**** Selection

Many former Australian New South Wales Public Transport Commission and State Transport Authority Worldmasters upon withdrawal, were rebodied by private operators including Brisbane Bus Lines, Fearne's of Wagga Wagga, Menai Bus Service and Toongabbie Transport up until the mid-1980s. Many operated into the 2000s and a few were still in service as at August 2014.[11]

Firemaster[edit]

A 12 ft 6 in wheelbase version of the Worldmaster with O680H engine, five-speed gearbox and two-speed rear-axle with the radiator relocated to the UK nearside just ahead of the rear-axle was sold from 1958 to fire-appliance builders as the Leyland Firemaster, the unique selling-point being that a water pump with power take-off from the transmission could be fitted at the extreme front of the chassis allowing the Firemaster to nose-in to incidents and be ready to deploy water hoses in half the time of conventional front-engined fire engines. Only Manchester and Glasgow Fire Brigades really took to the idea and the project was dropped by 1962-3 as it had proved unprofitable.[12]

Royal Tiger Cub[edit]

For many markets in Western Europe the LOPSUC1 Tiger Cub was underpowered and the LCRT3 Worldmaster too heavy, thus in 1960 the 17 ft 6in wheelbase[13] Royal Tiger Cub LRTC was launched for 10-metre bodies with O600H engine and option of either synchromesh or Pneumocyclic transmission. Worldmaster-type axles and ten-stud wheels were used in a frame derived from the export Tiger Cub. A right-hand-drive version went to New Zealand, Australia and to Doncaster Corporation who took ten manual RTC1/1 in 1965 and ten semi-automatic RTC1/2 in 1967/8 in both cases with dual door Charles H. Roe 45-seat bodies, the PSU3 Leopard was more closely related to this model than the preceding L1/L2. The PSU4 Leopard replaced both the Royal Tiger Cub and the L1/L2 Leopard by 1968.

********

What is asked:
List every private operator that the Worldmaster passage names as having rebodied withdrawn Worldmasters. You can set aside the data; it isn't needed here.

**** Listed records

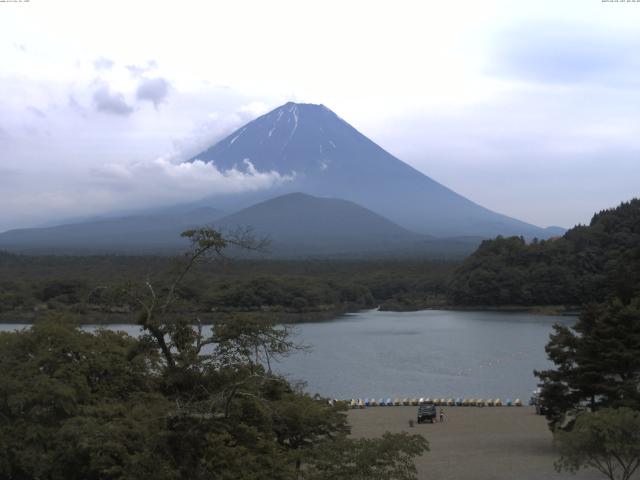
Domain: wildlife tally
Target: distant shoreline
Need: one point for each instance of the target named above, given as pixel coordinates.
(291, 318)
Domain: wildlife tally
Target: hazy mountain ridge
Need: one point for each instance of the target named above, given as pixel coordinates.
(151, 232)
(330, 158)
(366, 201)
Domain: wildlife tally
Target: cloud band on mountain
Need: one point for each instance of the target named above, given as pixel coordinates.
(162, 180)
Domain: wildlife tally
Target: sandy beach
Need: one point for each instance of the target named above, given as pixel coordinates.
(490, 443)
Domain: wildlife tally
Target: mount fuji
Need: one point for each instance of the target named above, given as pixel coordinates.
(344, 195)
(327, 157)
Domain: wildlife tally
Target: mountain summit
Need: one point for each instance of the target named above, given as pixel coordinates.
(330, 158)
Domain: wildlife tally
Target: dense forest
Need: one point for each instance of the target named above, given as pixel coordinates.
(93, 288)
(588, 264)
(175, 403)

********

Reply:
- Brisbane Bus Lines
- Fearne's of Wagga Wagga
- Menai Bus Service
- Toongabbie Transport